> **Fragmento del texto**:
========================================

Porque era urgente. Y ahora sé que no solo era así para mí, sino para esas amigas con quienes no hablaba de esa experiencia radical, volcánica, transformadora (para bien y para mal) que es la maternidad.
Porque ahora lo sospecho y puedo asegurar: ya nos parecía difícil y dolorosa sostener la maternidad y experimentarla así, como nos habían dicho que debíamos vivirla. Pero no podíamos nombrarlo. Porque la maternidad no era un tema para hablarse, sino un mandato para asumir y resistir. Aunque fueran maternidades elegidas.

========================================

> **Qué debes hacer**: Devuelve, palabra por palabra, el tramo del texto sobre la maternidad que va desde "Porque era urgente." hasta "fueran maternidades elegidas.". Apóyate únicamente en el texto sobre la maternidad.

> **Datos para revisar**:
========================================

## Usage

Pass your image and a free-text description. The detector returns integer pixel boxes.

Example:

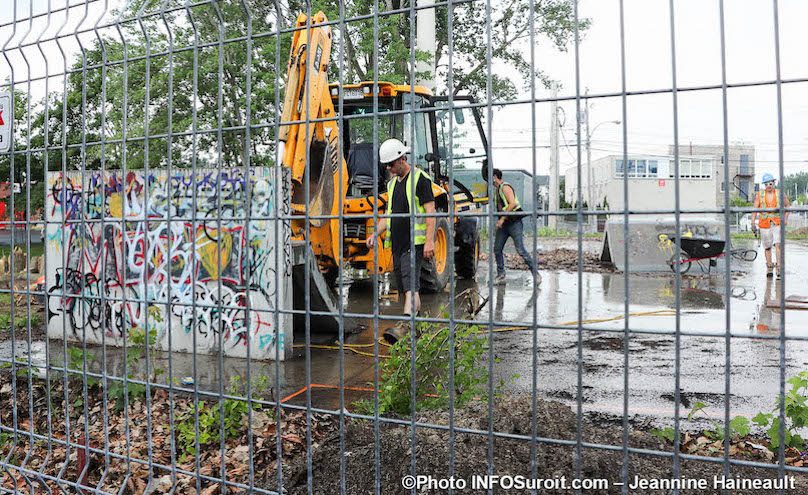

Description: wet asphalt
[0,240,808,422]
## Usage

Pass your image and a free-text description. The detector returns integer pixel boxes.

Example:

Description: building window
[669,158,713,179]
[614,159,659,178]
[614,160,623,177]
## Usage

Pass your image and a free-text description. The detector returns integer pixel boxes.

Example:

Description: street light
[586,121,621,210]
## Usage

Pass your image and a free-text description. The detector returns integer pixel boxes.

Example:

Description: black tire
[323,266,339,287]
[668,251,693,275]
[455,232,480,279]
[421,218,454,294]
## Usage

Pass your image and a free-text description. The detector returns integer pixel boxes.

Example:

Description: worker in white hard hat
[367,139,435,340]
[752,172,791,277]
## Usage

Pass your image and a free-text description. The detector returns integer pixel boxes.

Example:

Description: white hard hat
[379,138,410,164]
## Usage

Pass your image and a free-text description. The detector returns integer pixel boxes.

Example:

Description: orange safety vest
[758,189,780,229]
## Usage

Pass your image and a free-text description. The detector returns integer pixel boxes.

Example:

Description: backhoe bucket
[292,241,339,334]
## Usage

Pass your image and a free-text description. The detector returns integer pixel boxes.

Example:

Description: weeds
[354,322,492,414]
[651,371,808,451]
[176,377,263,462]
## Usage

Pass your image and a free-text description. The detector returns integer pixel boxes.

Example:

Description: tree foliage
[0,0,589,182]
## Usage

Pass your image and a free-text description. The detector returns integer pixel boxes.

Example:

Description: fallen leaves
[0,380,337,495]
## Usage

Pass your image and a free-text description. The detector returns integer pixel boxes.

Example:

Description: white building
[564,155,720,211]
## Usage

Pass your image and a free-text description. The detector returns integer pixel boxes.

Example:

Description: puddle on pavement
[0,243,808,417]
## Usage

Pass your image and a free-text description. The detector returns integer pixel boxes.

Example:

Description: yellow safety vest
[499,182,522,211]
[384,167,432,248]
[758,189,780,229]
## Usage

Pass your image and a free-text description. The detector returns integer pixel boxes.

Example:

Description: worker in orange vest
[752,172,791,277]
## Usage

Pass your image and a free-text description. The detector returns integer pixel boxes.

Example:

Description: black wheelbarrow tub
[671,237,727,258]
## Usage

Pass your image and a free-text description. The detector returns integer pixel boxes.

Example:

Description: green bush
[354,322,492,415]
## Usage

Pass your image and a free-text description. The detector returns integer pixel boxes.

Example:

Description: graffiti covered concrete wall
[46,168,293,359]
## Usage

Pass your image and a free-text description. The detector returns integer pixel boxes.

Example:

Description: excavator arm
[279,12,348,269]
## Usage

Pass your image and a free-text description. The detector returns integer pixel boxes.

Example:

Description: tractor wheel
[455,232,480,279]
[421,218,454,293]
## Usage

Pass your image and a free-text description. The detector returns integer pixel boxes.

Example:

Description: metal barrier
[0,0,808,494]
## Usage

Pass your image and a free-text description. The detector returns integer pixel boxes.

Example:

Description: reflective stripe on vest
[384,167,432,248]
[499,182,522,211]
[758,189,780,229]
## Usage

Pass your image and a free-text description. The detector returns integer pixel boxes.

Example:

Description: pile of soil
[480,248,616,273]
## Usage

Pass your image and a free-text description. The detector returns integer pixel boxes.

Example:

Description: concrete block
[46,167,293,359]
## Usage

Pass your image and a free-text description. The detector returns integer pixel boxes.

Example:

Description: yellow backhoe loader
[279,12,488,328]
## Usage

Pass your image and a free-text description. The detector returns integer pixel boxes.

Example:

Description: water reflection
[751,278,783,334]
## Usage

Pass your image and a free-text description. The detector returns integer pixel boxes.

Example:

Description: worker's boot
[382,321,410,345]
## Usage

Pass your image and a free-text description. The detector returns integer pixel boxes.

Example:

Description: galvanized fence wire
[0,0,808,494]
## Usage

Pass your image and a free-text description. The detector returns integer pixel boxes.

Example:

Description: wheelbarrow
[667,236,757,274]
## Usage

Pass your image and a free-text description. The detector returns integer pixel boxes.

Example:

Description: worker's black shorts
[393,244,424,294]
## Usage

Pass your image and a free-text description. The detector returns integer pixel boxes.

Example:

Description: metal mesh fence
[0,0,808,494]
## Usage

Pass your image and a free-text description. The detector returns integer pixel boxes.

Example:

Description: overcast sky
[0,0,808,184]
[493,0,808,182]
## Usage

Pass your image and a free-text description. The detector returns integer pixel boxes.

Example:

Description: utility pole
[548,82,558,230]
[583,88,595,213]
[415,0,436,91]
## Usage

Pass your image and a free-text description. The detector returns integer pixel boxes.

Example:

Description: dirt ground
[288,397,808,494]
[0,378,808,495]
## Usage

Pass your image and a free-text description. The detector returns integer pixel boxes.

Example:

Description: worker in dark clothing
[367,139,435,340]
[493,168,541,285]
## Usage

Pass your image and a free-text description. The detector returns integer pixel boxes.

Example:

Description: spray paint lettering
[46,168,292,359]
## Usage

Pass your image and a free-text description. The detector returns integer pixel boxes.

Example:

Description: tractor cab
[329,82,488,201]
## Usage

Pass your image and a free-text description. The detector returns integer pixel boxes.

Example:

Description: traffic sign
[0,93,14,153]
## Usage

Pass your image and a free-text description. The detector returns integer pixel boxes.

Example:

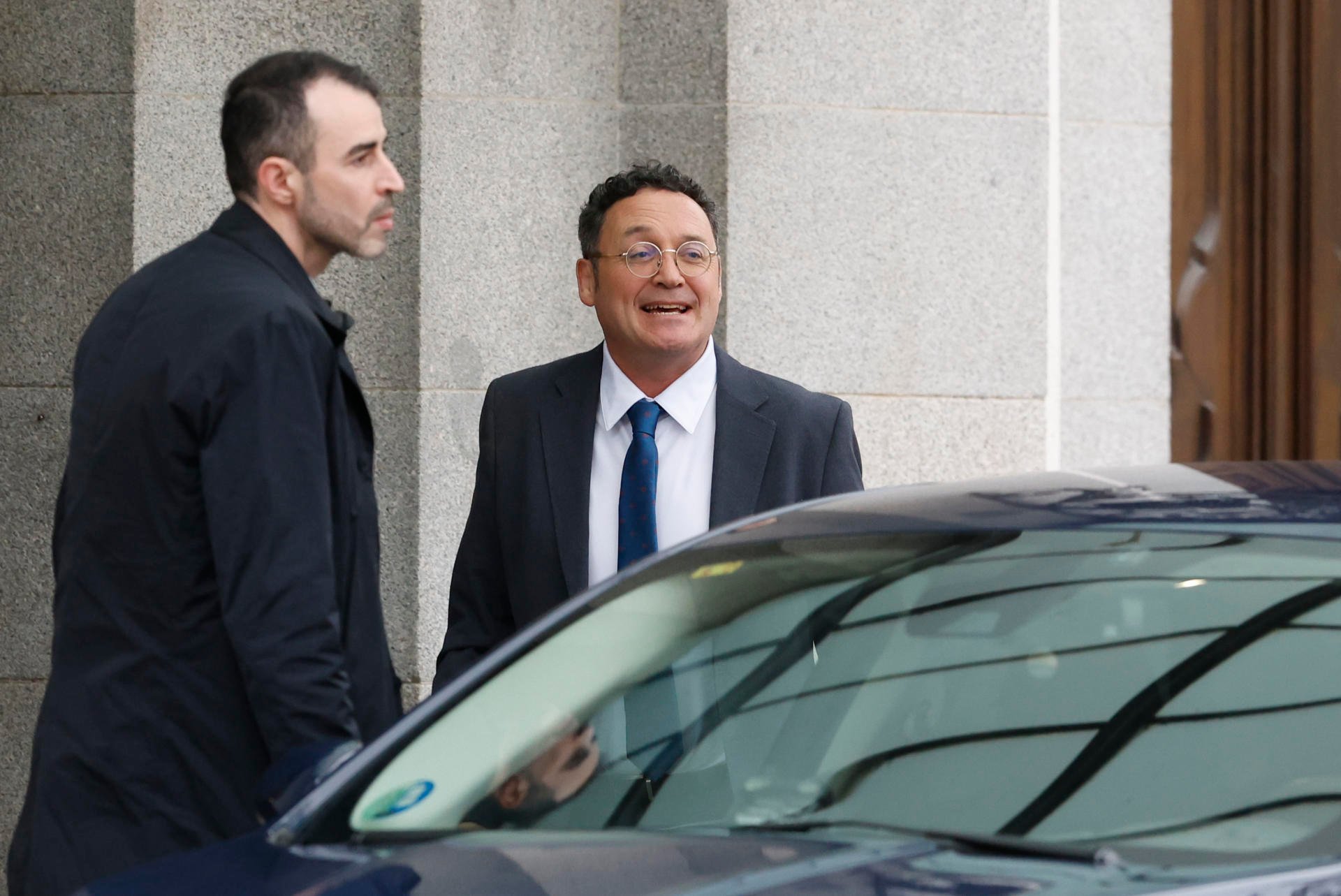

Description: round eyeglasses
[592,240,717,278]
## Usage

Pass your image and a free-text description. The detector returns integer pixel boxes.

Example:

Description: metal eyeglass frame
[592,240,721,280]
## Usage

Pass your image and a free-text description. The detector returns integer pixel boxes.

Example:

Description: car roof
[697,460,1341,548]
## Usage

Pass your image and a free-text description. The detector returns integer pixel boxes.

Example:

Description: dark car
[89,463,1341,896]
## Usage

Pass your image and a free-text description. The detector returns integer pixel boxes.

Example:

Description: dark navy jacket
[8,204,401,896]
[433,340,863,689]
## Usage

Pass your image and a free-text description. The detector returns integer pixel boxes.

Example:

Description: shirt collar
[601,337,717,434]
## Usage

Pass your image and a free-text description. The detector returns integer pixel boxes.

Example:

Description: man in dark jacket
[8,54,404,896]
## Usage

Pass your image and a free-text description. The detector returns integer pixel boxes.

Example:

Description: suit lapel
[541,346,601,594]
[708,348,777,527]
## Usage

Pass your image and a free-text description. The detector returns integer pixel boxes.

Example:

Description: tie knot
[629,398,665,436]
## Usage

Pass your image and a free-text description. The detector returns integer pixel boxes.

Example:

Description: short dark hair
[578,161,717,259]
[219,51,381,196]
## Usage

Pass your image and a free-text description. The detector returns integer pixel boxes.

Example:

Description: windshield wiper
[728,818,1122,868]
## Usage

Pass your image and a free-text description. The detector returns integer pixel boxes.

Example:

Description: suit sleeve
[200,316,358,762]
[433,386,516,691]
[819,401,863,497]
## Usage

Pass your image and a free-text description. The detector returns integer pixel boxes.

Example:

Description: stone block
[1062,399,1169,468]
[0,95,131,385]
[0,680,47,896]
[365,389,420,683]
[727,0,1048,115]
[423,0,620,102]
[842,396,1046,488]
[0,0,135,95]
[0,388,70,679]
[1061,125,1171,398]
[723,106,1048,397]
[620,0,731,106]
[420,99,618,389]
[134,91,233,268]
[134,0,420,97]
[1060,0,1173,125]
[418,389,484,684]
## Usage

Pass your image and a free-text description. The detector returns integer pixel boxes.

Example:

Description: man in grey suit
[433,163,861,689]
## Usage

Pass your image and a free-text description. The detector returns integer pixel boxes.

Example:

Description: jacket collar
[210,201,354,345]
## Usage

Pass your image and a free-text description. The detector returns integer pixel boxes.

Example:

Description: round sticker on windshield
[363,781,433,821]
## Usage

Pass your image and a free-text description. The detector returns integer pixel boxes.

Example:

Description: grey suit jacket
[433,340,861,689]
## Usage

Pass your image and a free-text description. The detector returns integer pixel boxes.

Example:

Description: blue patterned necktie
[618,398,665,568]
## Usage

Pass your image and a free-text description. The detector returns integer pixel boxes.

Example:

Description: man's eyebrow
[344,140,378,159]
[624,224,710,244]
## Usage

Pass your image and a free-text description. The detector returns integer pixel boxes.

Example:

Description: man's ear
[256,156,302,207]
[577,259,595,309]
[494,775,531,810]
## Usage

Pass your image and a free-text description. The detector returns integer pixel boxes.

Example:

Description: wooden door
[1171,0,1341,460]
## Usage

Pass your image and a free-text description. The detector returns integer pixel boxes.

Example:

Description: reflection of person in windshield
[461,724,601,828]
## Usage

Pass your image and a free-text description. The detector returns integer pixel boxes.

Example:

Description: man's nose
[652,251,684,286]
[382,159,405,193]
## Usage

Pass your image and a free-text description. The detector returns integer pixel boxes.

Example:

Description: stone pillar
[1060,0,1172,467]
[416,0,620,686]
[0,0,420,879]
[0,0,134,879]
[727,0,1048,485]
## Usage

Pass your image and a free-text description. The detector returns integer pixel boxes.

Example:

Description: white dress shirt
[587,338,717,585]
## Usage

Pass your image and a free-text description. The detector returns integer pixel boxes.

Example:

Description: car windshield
[350,524,1341,862]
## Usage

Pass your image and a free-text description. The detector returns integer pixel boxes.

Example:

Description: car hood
[82,832,1341,896]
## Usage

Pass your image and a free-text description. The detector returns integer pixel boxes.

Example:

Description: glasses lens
[675,240,712,277]
[624,243,661,277]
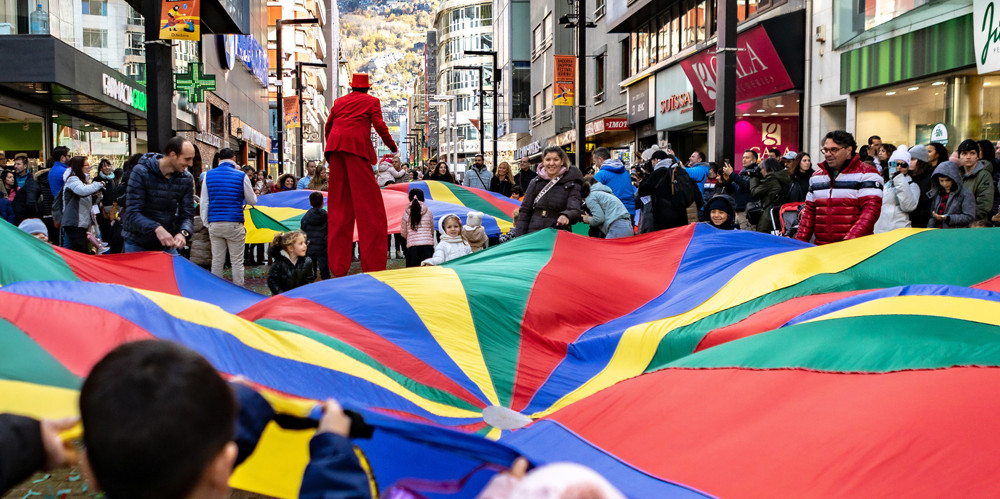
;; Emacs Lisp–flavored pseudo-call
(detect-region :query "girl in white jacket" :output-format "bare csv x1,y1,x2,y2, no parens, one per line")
421,215,472,265
875,145,920,234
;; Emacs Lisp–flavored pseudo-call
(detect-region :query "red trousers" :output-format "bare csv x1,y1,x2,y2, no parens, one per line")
326,152,389,277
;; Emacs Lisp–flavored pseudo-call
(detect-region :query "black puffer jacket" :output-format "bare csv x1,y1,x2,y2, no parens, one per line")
267,246,316,295
14,175,38,223
299,208,329,256
35,168,53,217
122,152,194,251
517,166,583,236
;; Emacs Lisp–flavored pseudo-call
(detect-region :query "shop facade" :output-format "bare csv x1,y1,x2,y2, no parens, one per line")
680,10,805,162
0,35,146,171
840,14,984,151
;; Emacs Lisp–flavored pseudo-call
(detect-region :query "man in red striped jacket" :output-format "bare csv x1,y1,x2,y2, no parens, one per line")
795,130,882,244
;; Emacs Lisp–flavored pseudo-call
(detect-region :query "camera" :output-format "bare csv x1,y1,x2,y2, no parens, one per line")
741,165,764,178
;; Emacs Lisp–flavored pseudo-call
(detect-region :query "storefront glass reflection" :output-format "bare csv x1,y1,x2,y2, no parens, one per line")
856,72,1000,150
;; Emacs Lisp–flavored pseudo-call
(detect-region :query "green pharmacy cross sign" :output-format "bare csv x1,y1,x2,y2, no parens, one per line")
174,62,215,102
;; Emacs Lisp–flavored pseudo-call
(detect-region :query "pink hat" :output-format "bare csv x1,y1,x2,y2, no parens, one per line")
351,73,371,88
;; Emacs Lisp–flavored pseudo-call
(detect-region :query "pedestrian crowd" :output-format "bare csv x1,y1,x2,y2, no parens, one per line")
7,131,1000,294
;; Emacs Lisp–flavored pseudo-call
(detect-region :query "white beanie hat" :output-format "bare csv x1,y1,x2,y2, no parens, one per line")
642,144,660,161
889,144,910,165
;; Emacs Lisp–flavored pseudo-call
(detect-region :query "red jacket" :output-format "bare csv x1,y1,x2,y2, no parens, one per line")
795,154,882,244
326,92,396,165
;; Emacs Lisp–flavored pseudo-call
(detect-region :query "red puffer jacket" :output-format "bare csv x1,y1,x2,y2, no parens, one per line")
795,154,882,244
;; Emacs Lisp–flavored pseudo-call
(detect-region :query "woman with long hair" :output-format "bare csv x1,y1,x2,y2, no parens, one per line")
399,189,434,267
427,161,455,184
0,170,17,203
788,152,813,203
61,156,104,253
517,146,583,236
490,161,514,197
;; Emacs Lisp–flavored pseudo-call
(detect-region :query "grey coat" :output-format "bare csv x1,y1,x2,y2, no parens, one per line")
517,166,583,236
927,161,976,229
62,175,104,229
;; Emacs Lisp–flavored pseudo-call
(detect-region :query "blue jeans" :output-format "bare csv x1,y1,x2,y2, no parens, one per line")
604,218,634,239
122,239,177,255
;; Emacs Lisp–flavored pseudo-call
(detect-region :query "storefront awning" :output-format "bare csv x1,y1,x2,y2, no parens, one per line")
0,35,146,131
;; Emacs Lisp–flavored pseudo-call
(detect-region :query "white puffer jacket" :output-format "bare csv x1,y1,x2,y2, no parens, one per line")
420,217,472,265
378,161,406,187
875,175,920,234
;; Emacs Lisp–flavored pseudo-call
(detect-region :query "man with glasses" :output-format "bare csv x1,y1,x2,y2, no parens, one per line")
795,130,882,244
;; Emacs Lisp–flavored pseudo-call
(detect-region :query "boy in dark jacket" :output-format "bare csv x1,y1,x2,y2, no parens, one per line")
267,230,316,295
299,191,330,279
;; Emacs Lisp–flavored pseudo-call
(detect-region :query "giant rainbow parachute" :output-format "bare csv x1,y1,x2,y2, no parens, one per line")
0,221,1000,498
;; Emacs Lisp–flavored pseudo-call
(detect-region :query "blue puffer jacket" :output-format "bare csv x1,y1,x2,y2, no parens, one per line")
122,152,194,251
684,163,710,199
205,162,246,223
594,159,635,215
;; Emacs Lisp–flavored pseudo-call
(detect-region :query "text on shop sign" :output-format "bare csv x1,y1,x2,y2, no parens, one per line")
101,73,146,111
660,92,694,113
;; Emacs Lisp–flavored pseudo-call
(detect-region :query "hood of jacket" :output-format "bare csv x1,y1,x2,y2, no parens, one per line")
653,158,674,171
590,182,615,196
601,159,625,177
764,170,792,187
931,161,964,196
705,194,736,230
960,160,990,179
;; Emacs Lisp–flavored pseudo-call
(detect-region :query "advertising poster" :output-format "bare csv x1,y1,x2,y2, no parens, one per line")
283,95,302,130
160,0,201,41
552,55,576,106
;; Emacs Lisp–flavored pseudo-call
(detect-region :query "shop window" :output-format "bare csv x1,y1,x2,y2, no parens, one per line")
208,104,226,137
81,0,108,16
656,12,673,61
594,54,608,103
511,61,531,119
636,27,649,72
83,28,108,49
649,19,660,66
619,38,632,83
628,33,639,75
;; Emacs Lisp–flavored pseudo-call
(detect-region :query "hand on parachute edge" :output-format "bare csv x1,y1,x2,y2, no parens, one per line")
316,399,351,437
229,376,274,466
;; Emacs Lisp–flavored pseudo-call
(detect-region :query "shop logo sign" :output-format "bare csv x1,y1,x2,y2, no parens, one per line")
760,123,781,147
931,123,948,146
972,0,1000,74
660,92,694,113
101,73,146,112
681,26,793,111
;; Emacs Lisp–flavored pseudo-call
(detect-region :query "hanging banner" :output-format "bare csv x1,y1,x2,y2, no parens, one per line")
972,0,1000,74
552,55,576,106
160,0,201,42
283,95,302,129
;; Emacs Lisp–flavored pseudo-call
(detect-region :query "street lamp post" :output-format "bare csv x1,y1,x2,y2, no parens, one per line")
295,62,326,175
465,50,500,169
274,17,320,173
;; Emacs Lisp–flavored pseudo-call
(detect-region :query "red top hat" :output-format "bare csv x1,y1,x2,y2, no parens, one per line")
351,73,371,88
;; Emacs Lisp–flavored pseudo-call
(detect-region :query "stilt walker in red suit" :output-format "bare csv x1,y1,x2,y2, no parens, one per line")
326,74,397,277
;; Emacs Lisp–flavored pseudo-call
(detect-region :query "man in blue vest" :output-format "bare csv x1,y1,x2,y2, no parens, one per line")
200,147,257,286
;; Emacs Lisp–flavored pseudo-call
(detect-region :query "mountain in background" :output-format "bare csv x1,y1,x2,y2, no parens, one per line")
337,0,439,102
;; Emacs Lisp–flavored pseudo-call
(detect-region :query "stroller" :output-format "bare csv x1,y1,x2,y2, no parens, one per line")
769,203,806,237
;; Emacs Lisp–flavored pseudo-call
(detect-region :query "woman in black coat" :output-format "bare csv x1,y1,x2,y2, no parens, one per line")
517,146,583,236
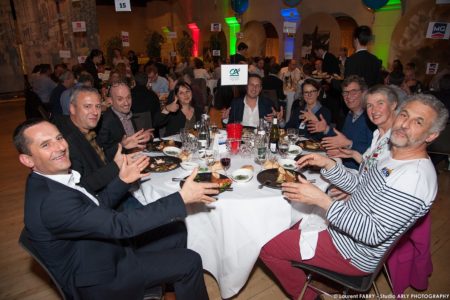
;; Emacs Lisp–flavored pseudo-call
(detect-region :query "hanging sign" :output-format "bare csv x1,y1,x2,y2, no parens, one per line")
121,31,130,47
72,21,86,32
425,63,439,75
114,0,131,11
283,22,297,34
426,22,450,40
59,50,71,58
211,23,222,32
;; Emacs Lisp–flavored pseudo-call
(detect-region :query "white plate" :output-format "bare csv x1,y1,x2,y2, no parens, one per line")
287,145,303,159
180,161,199,171
278,158,297,170
231,169,253,182
163,146,181,157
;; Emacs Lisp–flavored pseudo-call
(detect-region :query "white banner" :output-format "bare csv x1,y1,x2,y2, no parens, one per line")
426,22,450,40
220,65,248,85
121,31,130,47
72,21,86,32
114,0,131,11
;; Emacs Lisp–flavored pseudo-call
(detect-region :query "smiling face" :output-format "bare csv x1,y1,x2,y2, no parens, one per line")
366,93,396,131
111,84,131,114
19,122,70,175
391,101,438,149
70,92,102,133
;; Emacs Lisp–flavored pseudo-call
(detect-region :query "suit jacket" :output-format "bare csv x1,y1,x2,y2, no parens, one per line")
228,96,272,124
322,52,341,75
344,50,382,87
24,173,186,300
263,74,286,100
54,116,119,192
97,108,136,161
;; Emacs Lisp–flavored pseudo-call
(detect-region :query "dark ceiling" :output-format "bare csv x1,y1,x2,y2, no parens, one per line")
95,0,168,7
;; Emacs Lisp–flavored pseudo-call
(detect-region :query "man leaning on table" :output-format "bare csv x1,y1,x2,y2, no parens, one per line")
13,120,218,300
260,94,448,299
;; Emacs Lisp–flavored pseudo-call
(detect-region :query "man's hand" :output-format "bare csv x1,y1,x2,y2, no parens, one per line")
307,114,328,133
297,153,336,170
322,129,352,150
180,168,219,204
281,176,333,210
121,128,153,149
119,155,150,183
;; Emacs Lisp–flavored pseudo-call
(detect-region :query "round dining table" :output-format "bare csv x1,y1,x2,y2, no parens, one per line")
134,140,328,298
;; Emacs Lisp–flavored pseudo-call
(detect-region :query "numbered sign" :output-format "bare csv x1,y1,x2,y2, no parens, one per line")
114,0,131,11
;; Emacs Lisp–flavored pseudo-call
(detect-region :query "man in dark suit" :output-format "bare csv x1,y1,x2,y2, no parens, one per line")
222,74,283,127
96,82,152,161
344,26,383,87
54,87,123,192
263,64,286,100
13,120,218,300
314,44,341,75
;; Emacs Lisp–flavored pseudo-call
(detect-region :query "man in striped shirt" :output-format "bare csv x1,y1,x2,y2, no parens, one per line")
260,95,448,299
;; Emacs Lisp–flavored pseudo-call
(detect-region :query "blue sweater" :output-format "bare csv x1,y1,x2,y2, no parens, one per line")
328,112,375,169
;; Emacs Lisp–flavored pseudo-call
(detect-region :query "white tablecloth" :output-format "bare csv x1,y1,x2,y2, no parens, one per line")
135,150,328,298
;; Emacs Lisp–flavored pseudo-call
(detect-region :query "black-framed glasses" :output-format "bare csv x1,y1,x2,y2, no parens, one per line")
342,90,361,97
303,90,317,96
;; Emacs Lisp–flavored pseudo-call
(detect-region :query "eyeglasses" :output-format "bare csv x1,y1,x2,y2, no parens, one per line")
303,90,317,96
342,90,361,97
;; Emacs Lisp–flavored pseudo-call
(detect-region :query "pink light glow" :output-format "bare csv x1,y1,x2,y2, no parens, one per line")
188,23,200,57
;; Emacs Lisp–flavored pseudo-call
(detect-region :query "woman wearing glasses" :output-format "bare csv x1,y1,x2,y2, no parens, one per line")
155,81,197,136
286,79,331,140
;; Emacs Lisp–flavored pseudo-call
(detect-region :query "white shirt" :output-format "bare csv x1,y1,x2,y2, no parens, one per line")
242,96,259,128
34,170,100,206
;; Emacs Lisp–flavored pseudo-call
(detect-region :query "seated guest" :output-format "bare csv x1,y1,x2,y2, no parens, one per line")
145,65,169,96
222,74,283,127
154,80,201,136
131,73,160,129
96,82,152,161
49,70,75,116
263,63,286,100
13,120,218,300
59,71,94,116
54,87,123,192
286,79,331,140
260,95,448,299
308,75,375,169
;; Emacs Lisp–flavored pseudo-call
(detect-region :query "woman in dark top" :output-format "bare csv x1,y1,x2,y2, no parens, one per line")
155,81,197,136
286,79,331,140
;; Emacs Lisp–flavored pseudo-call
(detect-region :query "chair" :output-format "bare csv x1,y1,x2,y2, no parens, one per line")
19,228,68,300
291,222,415,299
19,228,163,300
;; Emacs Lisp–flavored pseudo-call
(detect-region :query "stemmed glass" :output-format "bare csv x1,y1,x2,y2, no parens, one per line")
220,152,231,176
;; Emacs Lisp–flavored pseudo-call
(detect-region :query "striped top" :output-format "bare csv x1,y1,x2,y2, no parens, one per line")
321,154,437,273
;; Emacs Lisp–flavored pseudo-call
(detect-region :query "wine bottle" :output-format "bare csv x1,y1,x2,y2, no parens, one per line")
269,118,280,153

========================================

> **Resultado del ejercicio**:
Porque era urgente. Y ahora sé que no solo era así para mí, sino para esas amigas con quienes no hablaba de esa experiencia radical, volcánica, transformadora (para bien y para mal) que es la maternidad.
Porque ahora lo sospecho y puedo asegurar: ya nos parecía difícil y dolorosa sostener la maternidad y experimentarla así, como nos habían dicho que debíamos vivirla. Pero no podíamos nombrarlo. Porque la maternidad no era un tema para hablarse, sino un mandato para asumir y resistir. Aunque fueran maternidades elegidas.